Source excerpt:
Additional information

The Morten S. Risager was supported by a Sapere Aude grant from The Danish Council for Independent Research.

Appendix: Numerical investigation of exponential sums over eigenvalues in \({\hbox {PSL}_2( {{\mathbb {Z}}})} \backslash {\mathbb {H}}\)

Appendix: Numerical investigation of exponential sums over eigenvalues in \({\hbox {PSL}_2( {{\mathbb {Z}}})} \backslash {\mathbb {H}}\)

Let \(\lambda _{j}=\frac{1}{4}+t_{j}^{2}\) be the eigenvalues of \(\Delta \) in \({\Gamma \backslash {{\mathbb {H}}}}\), where \(\Gamma ={\hbox {PSL}_2( {{\mathbb {Z}}})} \). For \(X>1\), we define the following sum

$$\begin{aligned} S(T,X)=\sum _{|t_{j}|\le T} X^{it_{j}}, \end{aligned}$$

which is symmetrised by including both \(t_{j}\) and \(-t_{j}\). Petridis and Risager (Conjecture 2.2) conjecture that up to a factor of the order of \(X^{\epsilon }\), the sum has square root cancellation in T.

Conjecture 1

For every \(\epsilon >0\) and \(X>1\) we have

$$\begin{aligned} S(T,X)\ll _{\epsilon } T^{1+\epsilon }X^{\epsilon }. \end{aligned}$$

We report on the numerical investigation of the function S(TX) and prove a theorem about its behaviour as \(T\rightarrow \infty \) and \(X>1\) is fixed. Our investigation resulted in the following observations.

Experimental Observation 1

The growth of S(TX) is consistent with the conjecture.

Experimental Observation 2

For a fixed \(X>1, S(T,X)\) has a peak of order T whenever X is equal to a power of a norm of a primitive hyperbolic class of \(\Gamma \) or an even power of a prime number \(p\in {\mathbb {N}}\).

Material supplied:
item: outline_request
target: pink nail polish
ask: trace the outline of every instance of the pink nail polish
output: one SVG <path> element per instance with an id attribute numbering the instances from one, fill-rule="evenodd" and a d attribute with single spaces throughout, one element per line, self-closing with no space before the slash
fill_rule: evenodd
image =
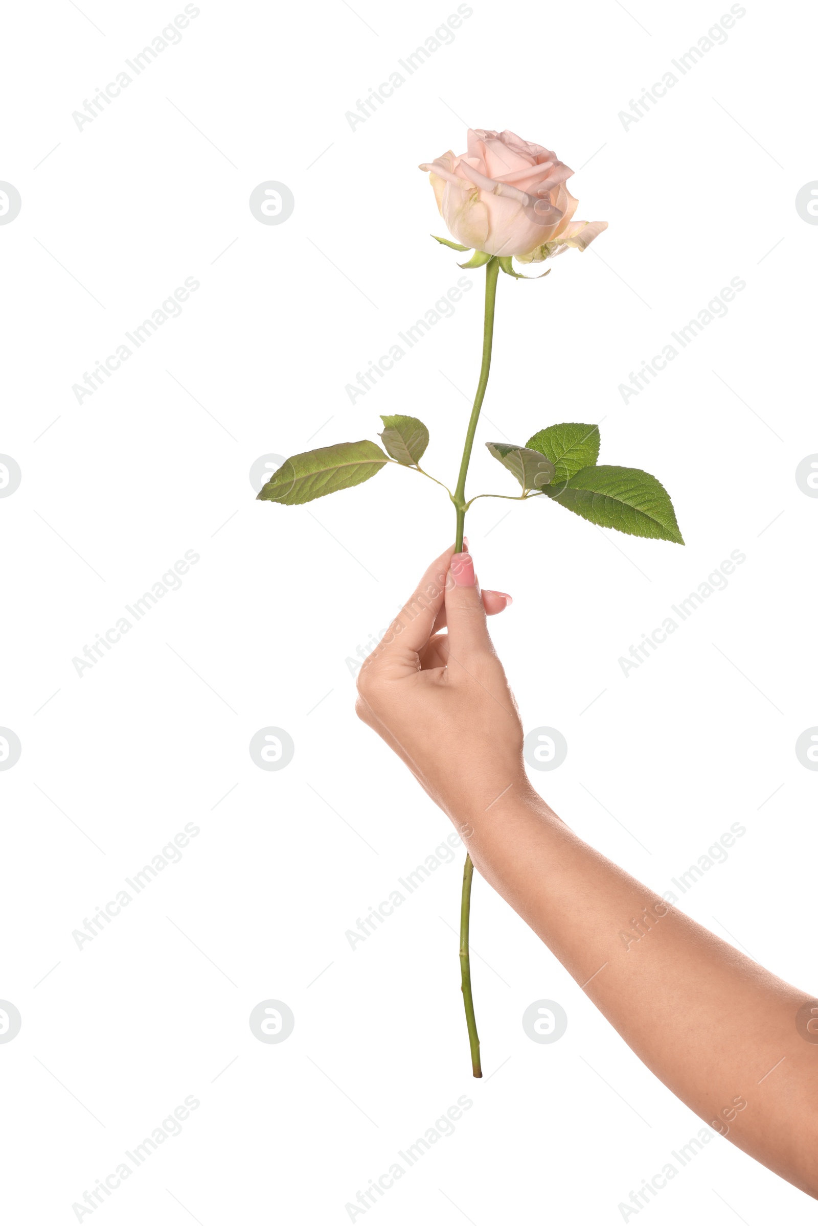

Directive 1:
List every numbered statement heading in the appendix excerpt, such as conjectures and observations.
Directive 2:
Please set down word for word the part of the appendix excerpt that opens with the words containing "Conjecture 1" and closes with "the following observations.".
Work only from the appendix excerpt.

Complete output 1:
Conjecture 1
Experimental Observation 1
Experimental Observation 2

Complete output 2:
Conjecture 1

For every \(\epsilon >0\) and \(X>1\) we have

$$\begin{aligned} S(T,X)\ll _{\epsilon } T^{1+\epsilon }X^{\epsilon }. \end{aligned}$$

We report on the numerical investigation of the function S(TX) and prove a theorem about its behaviour as \(T\rightarrow \infty \) and \(X>1\) is fixed. Our investigation resulted in the following observations.